Article.
--

The parable of the mustard seed comes to my mind (Matthew 13:32-33, Mark 4:30–32, and Luke13:18–19).

"The Kingdom of Heaven is like a grain of mustard seed, which a man took, and sowed in his field; which indeed is smaller than all seeds but when it is grown, it is greater than the herbs and becomes a tree, so that the birds of the air come and lodge in its branches."

But where and how can I find you, my friend, in this vast universe of ours? Can you tell me where you are in the entire cosmic evolutionary scheme? How can I be assured that it's you who is talking to me and not somebody masked with all kinds of identity? If you do not wish to be found, can you at least tell me what can make you visible and accessible to me? What must I do to know and embrace you? This is a lamentation of somebody who does not need an answer anyway. For I will find you. With my spiritual GPS and drones, I guarantee you that. And when I find you, it's you who will be longing to find and know me.

--

Dataset extract.
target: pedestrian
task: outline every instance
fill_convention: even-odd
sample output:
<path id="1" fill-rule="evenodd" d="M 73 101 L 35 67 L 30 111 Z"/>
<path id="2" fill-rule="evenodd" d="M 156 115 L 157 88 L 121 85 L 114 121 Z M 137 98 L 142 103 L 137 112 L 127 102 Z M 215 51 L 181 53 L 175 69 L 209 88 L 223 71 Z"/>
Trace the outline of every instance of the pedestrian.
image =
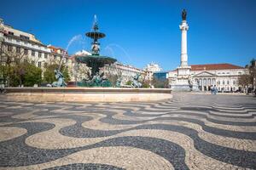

--

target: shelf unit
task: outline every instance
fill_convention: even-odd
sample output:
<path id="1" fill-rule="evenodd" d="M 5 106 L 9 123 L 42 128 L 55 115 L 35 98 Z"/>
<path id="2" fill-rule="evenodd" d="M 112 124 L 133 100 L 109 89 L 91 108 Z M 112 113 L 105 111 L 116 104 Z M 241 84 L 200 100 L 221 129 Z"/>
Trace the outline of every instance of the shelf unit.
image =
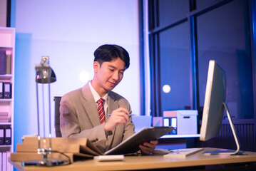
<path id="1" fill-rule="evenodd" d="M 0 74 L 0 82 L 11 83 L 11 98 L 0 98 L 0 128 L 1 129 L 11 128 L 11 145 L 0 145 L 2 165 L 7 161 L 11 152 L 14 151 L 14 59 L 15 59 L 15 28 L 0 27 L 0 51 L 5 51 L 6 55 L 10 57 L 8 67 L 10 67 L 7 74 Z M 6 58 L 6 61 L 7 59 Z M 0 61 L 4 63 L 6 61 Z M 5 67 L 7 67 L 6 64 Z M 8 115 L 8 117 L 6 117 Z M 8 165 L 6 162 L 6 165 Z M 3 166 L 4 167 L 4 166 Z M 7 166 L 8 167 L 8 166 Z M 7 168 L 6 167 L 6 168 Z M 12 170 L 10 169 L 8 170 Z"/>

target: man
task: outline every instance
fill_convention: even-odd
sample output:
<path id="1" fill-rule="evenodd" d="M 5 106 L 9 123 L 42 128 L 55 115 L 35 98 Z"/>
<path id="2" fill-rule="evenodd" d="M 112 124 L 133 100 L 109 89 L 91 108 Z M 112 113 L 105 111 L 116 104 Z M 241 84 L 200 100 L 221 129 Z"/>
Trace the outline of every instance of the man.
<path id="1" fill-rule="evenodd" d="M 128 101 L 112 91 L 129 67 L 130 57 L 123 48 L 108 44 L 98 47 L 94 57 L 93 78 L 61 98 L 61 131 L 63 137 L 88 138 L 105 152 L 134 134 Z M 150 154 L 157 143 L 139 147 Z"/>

--

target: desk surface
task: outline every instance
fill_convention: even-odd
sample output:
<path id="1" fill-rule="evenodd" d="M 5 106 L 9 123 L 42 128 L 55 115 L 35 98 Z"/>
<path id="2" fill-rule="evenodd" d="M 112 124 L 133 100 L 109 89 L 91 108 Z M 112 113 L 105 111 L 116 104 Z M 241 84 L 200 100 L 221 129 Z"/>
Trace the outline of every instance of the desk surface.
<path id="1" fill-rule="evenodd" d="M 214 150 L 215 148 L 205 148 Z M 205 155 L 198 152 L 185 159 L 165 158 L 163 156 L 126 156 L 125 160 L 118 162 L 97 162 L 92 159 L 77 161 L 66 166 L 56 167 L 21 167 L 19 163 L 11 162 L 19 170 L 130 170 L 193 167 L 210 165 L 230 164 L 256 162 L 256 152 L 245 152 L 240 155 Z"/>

--

Problems and tasks.
1. Say whether each statement agrees with the mustard seed text, answering yes or no and quoting the deciding words from it. (a) The quoted parable calls the mustard seed smaller than all seeds. (b) Once grown, the plant becomes a tree where birds of the air lodge in its branches. (c) The writer says this lamentation needs an answer.
2. Please state what the writer of the mustard seed text says will be used to find the friend.

Responses by task.
1.
(a) Yes: "which indeed is smaller than all seeds"
(b) Yes: "becomes a tree, so that the birds of the air come and lodge in its branches"
(c) No: "This is a lamentation of somebody who does not need an answer anyway."

2. A spiritual GPS and drones.